ENTRIES SHOWN Block Start

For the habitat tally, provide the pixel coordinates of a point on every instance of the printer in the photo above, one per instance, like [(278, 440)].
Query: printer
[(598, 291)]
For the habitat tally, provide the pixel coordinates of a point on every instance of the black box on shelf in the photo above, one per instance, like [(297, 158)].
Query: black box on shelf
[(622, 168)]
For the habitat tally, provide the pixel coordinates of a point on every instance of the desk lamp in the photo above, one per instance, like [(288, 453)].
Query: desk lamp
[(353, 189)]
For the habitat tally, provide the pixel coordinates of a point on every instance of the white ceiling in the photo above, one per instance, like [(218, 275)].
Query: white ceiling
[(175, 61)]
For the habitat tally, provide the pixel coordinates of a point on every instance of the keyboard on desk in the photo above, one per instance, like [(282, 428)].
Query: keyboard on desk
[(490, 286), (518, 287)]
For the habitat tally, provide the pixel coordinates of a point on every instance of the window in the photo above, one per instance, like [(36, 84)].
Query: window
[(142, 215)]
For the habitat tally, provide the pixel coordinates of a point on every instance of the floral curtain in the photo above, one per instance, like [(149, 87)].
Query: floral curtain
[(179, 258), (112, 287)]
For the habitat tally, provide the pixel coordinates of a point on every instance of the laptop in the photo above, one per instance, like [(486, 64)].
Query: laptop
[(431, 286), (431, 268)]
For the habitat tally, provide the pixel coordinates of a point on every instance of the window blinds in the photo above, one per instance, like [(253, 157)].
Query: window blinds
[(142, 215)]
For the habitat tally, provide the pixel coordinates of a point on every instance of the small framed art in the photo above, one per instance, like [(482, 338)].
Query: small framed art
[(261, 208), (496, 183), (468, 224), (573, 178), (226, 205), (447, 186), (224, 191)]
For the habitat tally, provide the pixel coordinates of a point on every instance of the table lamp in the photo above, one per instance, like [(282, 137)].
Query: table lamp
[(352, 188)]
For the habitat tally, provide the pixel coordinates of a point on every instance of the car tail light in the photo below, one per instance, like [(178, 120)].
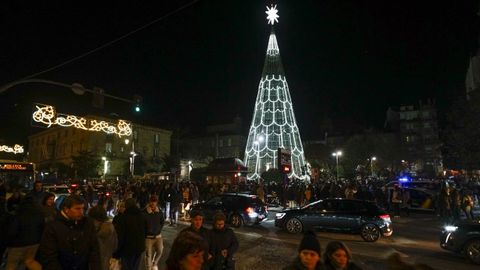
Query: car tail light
[(385, 217)]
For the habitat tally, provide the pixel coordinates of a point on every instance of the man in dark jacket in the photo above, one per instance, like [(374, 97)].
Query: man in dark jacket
[(154, 241), (196, 219), (224, 244), (70, 241), (131, 228)]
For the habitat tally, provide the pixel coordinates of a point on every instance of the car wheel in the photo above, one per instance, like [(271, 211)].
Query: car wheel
[(236, 221), (370, 232), (472, 250), (294, 225)]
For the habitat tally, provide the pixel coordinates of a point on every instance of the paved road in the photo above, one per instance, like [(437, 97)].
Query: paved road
[(415, 238)]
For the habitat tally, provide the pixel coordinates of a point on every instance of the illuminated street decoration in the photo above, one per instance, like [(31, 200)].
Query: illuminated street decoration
[(47, 115), (273, 124), (16, 149), (272, 15)]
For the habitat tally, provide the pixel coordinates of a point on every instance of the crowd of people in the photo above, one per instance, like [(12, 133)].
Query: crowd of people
[(91, 231)]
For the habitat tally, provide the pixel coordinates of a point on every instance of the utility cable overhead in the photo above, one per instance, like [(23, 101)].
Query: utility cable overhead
[(113, 41)]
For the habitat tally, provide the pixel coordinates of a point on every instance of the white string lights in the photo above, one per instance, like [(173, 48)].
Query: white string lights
[(273, 125), (16, 149), (47, 115)]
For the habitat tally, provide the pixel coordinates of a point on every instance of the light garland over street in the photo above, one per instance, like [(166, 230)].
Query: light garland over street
[(47, 115), (16, 149)]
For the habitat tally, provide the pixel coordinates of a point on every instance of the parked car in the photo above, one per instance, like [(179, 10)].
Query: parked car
[(337, 214), (463, 238), (240, 209)]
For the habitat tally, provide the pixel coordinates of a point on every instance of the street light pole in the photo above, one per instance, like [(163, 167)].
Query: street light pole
[(372, 159), (337, 156), (75, 87)]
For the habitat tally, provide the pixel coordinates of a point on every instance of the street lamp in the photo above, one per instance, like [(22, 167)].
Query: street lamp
[(337, 155), (190, 167), (372, 159), (105, 167)]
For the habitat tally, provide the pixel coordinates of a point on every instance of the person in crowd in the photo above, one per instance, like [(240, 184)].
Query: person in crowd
[(131, 228), (48, 207), (153, 241), (187, 253), (70, 241), (106, 235), (23, 235), (14, 201), (37, 193), (175, 200), (338, 256), (456, 204), (467, 204), (405, 206), (224, 244), (309, 254), (196, 226)]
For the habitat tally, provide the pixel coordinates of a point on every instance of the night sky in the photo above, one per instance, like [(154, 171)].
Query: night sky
[(346, 60)]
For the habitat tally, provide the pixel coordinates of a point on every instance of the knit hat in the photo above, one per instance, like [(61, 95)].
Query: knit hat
[(310, 242)]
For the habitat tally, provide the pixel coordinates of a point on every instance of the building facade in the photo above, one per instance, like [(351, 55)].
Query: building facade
[(121, 157), (418, 128)]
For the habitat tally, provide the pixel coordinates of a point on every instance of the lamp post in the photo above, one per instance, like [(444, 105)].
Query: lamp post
[(105, 167), (132, 157), (75, 87), (337, 155), (190, 166), (372, 159)]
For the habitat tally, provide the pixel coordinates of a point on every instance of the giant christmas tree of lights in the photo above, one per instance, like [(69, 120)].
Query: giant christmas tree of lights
[(273, 125)]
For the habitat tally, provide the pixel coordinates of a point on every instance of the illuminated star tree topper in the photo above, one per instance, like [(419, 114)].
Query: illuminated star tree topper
[(272, 15)]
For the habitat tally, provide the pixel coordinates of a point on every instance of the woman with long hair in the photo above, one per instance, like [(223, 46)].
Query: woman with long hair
[(187, 252), (338, 256)]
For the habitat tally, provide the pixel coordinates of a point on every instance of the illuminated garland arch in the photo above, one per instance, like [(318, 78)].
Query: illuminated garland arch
[(47, 115)]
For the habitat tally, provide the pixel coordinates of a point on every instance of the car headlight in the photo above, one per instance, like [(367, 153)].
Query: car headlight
[(450, 228)]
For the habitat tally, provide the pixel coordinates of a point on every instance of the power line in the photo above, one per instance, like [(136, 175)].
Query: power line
[(113, 41)]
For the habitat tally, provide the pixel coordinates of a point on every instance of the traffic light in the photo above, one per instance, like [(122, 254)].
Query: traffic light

ENTRIES SHOWN Block End

__WHAT THE TASK ASKS__. All lines above that hold the string "traffic" should be copied.

__REPLY TO THE EXERCISE__.
For the habitat tally, provide the pixel coordinates of a point on every instance of the traffic light in the photo above, one per instance, like [(122, 254)].
Query: traffic light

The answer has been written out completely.